**** DATA

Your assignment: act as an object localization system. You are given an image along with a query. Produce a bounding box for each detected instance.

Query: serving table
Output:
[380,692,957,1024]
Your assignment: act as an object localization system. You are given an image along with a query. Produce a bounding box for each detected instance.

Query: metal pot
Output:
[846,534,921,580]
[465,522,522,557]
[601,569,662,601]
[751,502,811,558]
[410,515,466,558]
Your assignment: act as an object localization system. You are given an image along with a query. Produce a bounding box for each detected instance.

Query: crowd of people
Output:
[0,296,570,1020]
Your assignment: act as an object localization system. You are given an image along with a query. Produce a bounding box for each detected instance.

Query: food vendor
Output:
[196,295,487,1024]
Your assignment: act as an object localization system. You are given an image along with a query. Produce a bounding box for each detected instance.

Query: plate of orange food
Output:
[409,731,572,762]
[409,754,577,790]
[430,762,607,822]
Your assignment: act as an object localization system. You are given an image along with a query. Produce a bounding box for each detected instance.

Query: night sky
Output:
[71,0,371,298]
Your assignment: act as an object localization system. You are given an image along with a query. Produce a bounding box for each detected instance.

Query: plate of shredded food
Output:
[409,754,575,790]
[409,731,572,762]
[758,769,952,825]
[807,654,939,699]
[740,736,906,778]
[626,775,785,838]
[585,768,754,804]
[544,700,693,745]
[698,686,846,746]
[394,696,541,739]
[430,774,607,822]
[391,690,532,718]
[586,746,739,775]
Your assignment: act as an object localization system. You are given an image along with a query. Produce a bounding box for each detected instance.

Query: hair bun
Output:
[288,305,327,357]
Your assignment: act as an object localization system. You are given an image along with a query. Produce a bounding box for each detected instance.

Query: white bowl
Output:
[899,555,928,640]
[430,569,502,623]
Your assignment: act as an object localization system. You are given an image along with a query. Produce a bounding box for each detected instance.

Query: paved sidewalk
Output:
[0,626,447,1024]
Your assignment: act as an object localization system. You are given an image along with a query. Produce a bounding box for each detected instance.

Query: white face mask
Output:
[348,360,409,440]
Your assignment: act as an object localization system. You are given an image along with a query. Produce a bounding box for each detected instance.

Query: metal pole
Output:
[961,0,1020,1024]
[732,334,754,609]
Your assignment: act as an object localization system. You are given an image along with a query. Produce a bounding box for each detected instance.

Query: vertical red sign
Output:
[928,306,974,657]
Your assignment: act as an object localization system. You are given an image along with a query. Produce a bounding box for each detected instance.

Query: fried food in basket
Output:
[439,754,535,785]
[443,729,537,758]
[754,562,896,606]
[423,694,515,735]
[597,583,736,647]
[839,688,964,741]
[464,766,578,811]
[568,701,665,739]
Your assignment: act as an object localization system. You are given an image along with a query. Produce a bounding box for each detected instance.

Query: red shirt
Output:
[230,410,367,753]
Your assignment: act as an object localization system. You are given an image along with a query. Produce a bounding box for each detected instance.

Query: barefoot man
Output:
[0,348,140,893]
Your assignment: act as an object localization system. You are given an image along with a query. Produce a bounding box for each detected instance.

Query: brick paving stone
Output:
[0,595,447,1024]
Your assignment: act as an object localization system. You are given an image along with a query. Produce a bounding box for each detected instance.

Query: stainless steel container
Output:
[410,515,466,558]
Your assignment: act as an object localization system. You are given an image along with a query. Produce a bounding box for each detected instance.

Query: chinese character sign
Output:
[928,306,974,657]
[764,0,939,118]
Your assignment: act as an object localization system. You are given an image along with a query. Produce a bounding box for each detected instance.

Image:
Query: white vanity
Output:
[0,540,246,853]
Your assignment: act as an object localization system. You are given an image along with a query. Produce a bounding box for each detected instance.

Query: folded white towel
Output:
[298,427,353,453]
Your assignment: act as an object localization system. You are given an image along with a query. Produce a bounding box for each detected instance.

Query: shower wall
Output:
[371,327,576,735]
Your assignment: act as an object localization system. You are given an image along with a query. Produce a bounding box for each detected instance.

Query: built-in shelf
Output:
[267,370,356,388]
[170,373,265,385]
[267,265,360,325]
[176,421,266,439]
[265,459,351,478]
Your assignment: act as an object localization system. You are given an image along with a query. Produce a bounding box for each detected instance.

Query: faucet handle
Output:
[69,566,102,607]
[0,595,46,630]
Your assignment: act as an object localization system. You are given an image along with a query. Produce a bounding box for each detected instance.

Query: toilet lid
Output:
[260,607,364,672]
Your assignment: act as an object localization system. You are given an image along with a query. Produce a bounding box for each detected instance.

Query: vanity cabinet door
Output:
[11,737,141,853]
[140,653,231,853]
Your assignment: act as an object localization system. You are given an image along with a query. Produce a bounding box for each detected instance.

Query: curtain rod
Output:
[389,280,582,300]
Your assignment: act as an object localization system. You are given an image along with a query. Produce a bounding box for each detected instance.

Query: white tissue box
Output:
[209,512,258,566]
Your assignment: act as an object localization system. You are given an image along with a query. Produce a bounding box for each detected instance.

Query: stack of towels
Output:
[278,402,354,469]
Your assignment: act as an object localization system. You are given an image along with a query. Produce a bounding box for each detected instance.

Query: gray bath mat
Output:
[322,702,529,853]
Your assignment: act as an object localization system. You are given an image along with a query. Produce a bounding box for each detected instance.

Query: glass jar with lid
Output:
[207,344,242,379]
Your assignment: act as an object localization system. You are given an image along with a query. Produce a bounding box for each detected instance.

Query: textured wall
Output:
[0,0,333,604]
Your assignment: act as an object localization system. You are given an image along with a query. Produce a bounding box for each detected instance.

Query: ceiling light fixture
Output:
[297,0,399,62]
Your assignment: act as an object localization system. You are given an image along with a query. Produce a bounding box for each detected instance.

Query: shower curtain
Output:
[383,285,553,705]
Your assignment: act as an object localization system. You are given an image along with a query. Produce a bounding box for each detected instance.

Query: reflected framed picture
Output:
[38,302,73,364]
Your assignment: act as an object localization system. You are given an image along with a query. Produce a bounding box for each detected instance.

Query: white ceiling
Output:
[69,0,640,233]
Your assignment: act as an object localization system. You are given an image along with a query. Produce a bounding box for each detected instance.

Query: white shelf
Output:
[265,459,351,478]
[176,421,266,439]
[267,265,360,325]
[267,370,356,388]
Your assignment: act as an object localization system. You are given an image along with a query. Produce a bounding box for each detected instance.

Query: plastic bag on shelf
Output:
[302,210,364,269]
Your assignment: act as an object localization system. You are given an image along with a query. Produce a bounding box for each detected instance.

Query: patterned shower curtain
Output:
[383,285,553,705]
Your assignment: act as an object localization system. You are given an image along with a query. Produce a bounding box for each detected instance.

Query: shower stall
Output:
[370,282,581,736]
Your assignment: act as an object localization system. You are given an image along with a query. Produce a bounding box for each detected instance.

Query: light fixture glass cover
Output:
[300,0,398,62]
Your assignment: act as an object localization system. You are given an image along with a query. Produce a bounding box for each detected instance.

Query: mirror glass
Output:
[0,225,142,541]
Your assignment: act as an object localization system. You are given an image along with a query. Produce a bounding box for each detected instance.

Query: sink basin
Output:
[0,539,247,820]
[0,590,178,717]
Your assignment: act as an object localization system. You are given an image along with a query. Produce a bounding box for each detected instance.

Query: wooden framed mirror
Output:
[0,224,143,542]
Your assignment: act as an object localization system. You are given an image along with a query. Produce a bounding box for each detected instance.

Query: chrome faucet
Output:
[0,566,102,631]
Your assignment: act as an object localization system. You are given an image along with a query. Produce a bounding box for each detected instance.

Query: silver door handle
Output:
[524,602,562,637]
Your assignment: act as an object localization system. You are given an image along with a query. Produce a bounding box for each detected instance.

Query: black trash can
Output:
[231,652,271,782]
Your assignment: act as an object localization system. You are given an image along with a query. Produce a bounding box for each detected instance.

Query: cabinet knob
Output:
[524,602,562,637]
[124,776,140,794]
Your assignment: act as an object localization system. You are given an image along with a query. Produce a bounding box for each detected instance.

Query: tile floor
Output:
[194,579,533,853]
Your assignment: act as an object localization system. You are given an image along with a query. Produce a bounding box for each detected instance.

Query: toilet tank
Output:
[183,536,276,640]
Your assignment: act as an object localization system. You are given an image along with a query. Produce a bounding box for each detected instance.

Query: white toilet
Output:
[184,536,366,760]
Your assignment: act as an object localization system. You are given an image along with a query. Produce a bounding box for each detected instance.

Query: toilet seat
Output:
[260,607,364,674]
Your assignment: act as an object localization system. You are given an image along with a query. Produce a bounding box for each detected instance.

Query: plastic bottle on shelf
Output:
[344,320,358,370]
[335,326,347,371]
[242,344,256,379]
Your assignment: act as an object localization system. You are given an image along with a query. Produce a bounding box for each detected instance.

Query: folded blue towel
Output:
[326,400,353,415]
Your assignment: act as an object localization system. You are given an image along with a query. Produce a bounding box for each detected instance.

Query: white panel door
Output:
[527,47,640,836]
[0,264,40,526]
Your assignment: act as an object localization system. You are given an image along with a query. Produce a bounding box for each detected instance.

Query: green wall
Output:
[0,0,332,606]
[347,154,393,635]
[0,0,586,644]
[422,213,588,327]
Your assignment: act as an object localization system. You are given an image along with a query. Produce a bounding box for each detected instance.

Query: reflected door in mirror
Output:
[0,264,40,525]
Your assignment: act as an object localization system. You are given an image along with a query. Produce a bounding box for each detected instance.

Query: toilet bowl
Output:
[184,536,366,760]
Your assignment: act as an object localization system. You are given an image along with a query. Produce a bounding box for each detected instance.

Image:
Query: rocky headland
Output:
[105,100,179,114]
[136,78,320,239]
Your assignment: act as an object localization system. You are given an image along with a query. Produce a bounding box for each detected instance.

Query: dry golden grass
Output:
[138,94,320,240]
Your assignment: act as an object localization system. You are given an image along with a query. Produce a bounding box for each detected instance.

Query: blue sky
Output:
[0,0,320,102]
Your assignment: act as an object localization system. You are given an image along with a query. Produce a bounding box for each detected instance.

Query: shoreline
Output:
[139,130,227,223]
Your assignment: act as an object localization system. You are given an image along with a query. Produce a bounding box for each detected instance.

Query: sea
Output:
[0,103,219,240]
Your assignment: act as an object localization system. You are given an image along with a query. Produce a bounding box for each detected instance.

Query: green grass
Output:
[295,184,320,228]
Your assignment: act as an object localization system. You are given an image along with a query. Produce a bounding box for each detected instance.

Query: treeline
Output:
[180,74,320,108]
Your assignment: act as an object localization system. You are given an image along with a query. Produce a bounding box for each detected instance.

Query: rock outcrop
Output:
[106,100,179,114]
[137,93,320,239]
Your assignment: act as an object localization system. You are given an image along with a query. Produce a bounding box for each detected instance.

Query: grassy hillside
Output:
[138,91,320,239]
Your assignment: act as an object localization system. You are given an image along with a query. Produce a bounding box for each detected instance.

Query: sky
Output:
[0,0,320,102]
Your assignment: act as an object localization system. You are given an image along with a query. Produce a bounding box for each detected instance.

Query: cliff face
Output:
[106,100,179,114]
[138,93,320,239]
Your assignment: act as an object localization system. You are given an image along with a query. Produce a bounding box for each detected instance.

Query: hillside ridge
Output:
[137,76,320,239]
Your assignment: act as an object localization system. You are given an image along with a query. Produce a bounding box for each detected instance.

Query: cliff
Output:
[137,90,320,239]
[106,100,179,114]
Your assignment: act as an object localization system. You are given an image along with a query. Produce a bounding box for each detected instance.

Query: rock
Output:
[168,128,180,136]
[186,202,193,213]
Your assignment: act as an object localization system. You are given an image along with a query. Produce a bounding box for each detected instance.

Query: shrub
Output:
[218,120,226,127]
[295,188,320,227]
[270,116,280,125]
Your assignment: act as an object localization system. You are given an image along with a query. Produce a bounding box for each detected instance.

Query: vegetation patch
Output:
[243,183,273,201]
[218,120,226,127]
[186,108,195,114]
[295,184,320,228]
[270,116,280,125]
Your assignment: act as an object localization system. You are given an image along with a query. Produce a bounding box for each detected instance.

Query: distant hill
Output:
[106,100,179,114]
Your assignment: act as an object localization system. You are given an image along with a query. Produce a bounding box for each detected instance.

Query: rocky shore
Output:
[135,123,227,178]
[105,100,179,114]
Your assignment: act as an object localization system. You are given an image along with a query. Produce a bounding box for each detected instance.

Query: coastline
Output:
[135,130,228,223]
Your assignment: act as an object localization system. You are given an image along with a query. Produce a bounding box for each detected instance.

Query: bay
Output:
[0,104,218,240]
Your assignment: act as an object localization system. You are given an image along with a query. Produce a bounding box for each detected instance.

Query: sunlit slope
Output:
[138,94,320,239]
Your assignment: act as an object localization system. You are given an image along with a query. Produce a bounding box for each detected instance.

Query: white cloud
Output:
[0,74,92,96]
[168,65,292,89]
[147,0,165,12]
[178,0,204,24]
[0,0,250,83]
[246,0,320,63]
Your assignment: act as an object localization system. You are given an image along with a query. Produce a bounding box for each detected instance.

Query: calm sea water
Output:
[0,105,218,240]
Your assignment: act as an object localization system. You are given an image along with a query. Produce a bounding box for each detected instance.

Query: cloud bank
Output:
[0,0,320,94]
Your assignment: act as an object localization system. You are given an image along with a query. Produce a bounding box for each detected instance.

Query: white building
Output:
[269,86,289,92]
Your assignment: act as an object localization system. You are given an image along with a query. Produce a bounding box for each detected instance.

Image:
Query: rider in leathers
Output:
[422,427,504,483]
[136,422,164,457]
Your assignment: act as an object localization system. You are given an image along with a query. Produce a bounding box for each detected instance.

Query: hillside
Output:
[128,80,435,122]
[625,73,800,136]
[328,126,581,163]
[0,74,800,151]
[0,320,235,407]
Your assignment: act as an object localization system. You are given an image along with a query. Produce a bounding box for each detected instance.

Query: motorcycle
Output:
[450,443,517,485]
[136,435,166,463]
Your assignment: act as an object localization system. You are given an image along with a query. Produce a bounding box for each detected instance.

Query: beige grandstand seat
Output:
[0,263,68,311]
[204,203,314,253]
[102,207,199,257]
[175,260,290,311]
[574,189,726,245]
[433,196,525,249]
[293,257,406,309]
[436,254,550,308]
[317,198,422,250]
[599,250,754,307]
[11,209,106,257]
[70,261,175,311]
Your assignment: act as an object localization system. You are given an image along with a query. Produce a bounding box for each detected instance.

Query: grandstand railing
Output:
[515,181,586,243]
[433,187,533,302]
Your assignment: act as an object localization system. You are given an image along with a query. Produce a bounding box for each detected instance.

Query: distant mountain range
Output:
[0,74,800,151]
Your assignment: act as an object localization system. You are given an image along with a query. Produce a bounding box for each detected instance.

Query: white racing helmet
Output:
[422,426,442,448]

********

» WHAT IS BEING ASKED
Collect every line of the material that contains the word "mirror", matching case exactly.

» CORRECT RESULT
Query: mirror glass
Query: wooden framed mirror
Query: reflected door in mirror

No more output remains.